╭─ SELECTED TEXT

Since March, Jacobson has gotten quite a workout. A pastor in California sued the state and local government by claiming that stay-at-home orders violated his First Amendment right to speak, assemble, and practice religion as he chose. He lost. The court upheld executive orders banning mass gatherings because they “flow[ed] from a larger goal of substantially reducing in-person interactions.” During a health crisis, “government officials must ask whether even fundamental rights must give way to a deeper need to control the spread of infectious disease and protect the lives of society’s most vulnerable” and such measures deserve judicial deference even when they “encroach on otherwise protected conduct” and “even when thoughtful minds could disagree about how to best balance the scales.”

Jacobson will usually result in a state health law being upheld, but there are limits. An Alabama stay-at-home order that required postponement of all non-emergency dental, medical, or surgical procedures was successfully challenged on the basis that it effectively outlawed all abortion procedures in the state. The court held that “if a statute purporting to have been enacted to protect the public health, the public morals, or the public safety, has no real or substantial relation to those objects, or is, beyond all question, a plain, palpable invasion of rights secured by the fundamental law, it is the duty of the courts to so adjudge, and thereby give effect to the Constitution.”

No recitation of bizarre behavior would be complete without a case from Arizona. (The quip goes, “you can’t spell ‘crazy’ without AZ.”) A gentleman in Flagstaff claimed that even our really lame restrictions infringed on his due process right to “wander about without any specific purpose.” Actually, they didn’t. Jacobson was cited among other authorities to uphold the state’s right to enact reasonable health and safety regulations, denying the claim by this footloose would-be constitutional scholar.

Laws Are Not Self-Enforcing

Let’s recap. A case that has been around a long time, which exactly addresses our current situation, upholds the authority of states to require people to get vaccinated. And that old case has recently been applied specifically to COVID-19. Jacobson v. Massachusetts is, as we lawyers say, “squarely on point.”

So we’re good, right? Once there is a vaccine, everyone gets their shots – herd immunity right away – big party?

No?

Alas, no. Laws do not enforce themselves. Anyone who has been stiffed on a bill knows the feeling of having the law on your side, but being unable to compel compliance anyway. Jacobson, and the recent cases that have applied it, all stand for the legal right of a state to put society’s health interests above any individual’s interest in not getting vaccinated during this pandemic. (This really is a state issue – despite certain elected officials’ preemptive complaints, the U.S. federal government has relatively little authority to compel behavior in the name of public health.) Enforcement, however, is a separate matter.

I bet you can figure this one out on your own. What can you do to increase the likelihood of enforcement of good laws that will help you both personally and professionally? What options are available to an event professional who is counting on people getting vaccinated as soon as that becomes a realistic possibility? To paraphrase Jacobson, what can you do so that the liberty to be selfish and willfully ignorant and slow the nation’s recovery is properly regulated by the law and the people charged with carrying out the law?

For me, the remedy against anti-vaxxers, conspiracy theorists, and other non-believers in science is to ensure that the levers of power are held by people prepared to uphold the law in society’s best interests. To put it more simply, don’t let a pigeon drive the bus.

╰─

[THINGS TO DO]:
1. Answer these questions from the passage on Jacobson v. Massachusetts:
(a) In which state did a pastor sue over stay-at-home orders?
(b) Which procedures did the Alabama stay-at-home order require to be postponed?
(c) In which city did a man claim a due process right to "wander about without any specific purpose"?
2. From the passage on Jacobson v. Massachusetts, quote the part starting with "Alas, no. Laws" and going on through "a separate matter.".
3. Decide whether each statement agrees with the passage on Jacobson v. Massachusetts. Answer yes or no, and quote the words that decide it.
(a) The pastor in California won his case.
(b) The U.S. federal government has broad authority to compel behavior in the name of public health.
(c) The Alabama stay-at-home order was successfully challenged.

╭─ SUPPLIED RECORDS

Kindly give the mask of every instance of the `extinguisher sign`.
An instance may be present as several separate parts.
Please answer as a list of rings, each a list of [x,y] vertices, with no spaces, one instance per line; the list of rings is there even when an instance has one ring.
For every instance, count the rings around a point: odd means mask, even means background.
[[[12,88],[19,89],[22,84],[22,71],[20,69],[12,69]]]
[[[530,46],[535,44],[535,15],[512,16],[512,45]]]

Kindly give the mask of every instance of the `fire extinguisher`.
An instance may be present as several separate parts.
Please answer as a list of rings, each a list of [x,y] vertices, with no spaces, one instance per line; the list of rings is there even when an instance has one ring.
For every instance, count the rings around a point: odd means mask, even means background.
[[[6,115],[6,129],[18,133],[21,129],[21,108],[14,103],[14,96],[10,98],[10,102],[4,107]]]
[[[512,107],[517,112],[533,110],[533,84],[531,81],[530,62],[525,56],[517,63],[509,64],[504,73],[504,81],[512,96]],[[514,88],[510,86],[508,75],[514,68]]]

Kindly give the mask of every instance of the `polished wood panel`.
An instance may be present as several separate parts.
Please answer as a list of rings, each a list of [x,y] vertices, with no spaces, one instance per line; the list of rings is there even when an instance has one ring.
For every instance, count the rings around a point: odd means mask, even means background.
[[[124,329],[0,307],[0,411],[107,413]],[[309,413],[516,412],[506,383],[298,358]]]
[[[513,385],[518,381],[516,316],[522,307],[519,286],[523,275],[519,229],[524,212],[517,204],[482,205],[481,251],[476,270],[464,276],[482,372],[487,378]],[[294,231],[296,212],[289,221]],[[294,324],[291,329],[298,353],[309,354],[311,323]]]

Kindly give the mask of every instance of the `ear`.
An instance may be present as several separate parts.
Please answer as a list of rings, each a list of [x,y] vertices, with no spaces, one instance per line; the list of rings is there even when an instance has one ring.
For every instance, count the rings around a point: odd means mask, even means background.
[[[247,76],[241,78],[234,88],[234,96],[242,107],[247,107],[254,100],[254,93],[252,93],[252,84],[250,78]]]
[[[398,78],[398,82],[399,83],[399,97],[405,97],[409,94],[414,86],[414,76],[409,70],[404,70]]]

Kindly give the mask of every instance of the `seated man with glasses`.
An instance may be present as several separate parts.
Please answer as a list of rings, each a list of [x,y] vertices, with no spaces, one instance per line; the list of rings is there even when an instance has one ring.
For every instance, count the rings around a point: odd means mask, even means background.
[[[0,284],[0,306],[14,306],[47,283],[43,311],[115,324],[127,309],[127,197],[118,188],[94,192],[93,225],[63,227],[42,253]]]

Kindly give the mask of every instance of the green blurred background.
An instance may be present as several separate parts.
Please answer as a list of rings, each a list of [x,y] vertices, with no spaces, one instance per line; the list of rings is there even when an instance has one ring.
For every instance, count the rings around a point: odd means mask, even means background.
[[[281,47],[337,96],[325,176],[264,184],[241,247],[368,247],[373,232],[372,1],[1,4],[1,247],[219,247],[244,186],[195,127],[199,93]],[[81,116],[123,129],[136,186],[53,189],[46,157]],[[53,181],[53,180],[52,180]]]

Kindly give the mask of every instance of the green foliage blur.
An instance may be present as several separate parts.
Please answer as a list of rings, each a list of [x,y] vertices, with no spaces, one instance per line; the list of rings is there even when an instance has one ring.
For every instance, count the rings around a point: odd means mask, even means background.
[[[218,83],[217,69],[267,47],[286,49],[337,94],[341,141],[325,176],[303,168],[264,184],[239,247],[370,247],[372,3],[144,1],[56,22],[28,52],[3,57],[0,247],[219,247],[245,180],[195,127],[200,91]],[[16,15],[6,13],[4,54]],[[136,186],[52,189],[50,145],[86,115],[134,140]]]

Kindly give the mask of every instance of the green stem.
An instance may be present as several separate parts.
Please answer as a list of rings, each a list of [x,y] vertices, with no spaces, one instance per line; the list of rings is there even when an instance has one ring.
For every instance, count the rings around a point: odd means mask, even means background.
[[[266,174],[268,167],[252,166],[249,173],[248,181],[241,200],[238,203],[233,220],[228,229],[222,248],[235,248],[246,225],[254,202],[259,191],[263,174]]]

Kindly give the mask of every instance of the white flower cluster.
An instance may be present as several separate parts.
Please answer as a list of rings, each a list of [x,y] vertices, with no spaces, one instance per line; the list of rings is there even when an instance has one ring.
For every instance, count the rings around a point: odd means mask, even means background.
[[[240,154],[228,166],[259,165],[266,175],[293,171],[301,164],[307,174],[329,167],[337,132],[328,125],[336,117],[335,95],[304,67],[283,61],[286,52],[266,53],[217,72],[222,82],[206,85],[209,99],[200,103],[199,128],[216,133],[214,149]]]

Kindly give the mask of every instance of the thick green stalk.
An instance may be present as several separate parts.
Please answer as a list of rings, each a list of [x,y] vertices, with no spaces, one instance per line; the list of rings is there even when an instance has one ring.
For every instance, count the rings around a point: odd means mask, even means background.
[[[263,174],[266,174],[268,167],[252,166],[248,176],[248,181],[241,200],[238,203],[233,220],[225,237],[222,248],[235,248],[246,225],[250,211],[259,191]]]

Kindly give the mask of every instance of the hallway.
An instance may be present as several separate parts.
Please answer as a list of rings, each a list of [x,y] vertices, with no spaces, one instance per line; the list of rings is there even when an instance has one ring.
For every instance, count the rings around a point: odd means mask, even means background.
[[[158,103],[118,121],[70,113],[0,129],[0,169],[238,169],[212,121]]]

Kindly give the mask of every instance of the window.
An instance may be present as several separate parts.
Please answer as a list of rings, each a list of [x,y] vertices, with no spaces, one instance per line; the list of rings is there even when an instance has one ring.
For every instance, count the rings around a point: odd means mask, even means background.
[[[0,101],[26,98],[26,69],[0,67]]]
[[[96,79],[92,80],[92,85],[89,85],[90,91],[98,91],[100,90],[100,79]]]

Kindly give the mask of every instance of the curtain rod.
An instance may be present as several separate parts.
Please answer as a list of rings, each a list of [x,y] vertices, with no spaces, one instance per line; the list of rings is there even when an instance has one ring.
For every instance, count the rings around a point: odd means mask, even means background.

╰─

[SOLUTIONS]:
1.
(a) California
(b) All non-emergency dental, medical, or surgical procedures
(c) Flagstaff, Arizona

2.
Alas, no. Laws do not enforce themselves. Anyone who has been stiffed on a bill knows the feeling of having the law on your side, but being unable to compel compliance anyway. Jacobson, and the recent cases that have applied it, all stand for the legal right of a state to put society’s health interests above any individual’s interest in not getting vaccinated during this pandemic. (This really is a state issue – despite certain elected officials’ preemptive complaints, the U.S. federal government has relatively little authority to compel behavior in the name of public health.) Enforcement, however, is a separate matter.

3.
(a) No: "He lost."
(b) No: "the U.S. federal government has relatively little authority to compel behavior in the name of public health"
(c) Yes: "was successfully challenged on the basis that it effectively outlawed all abortion procedures in the state"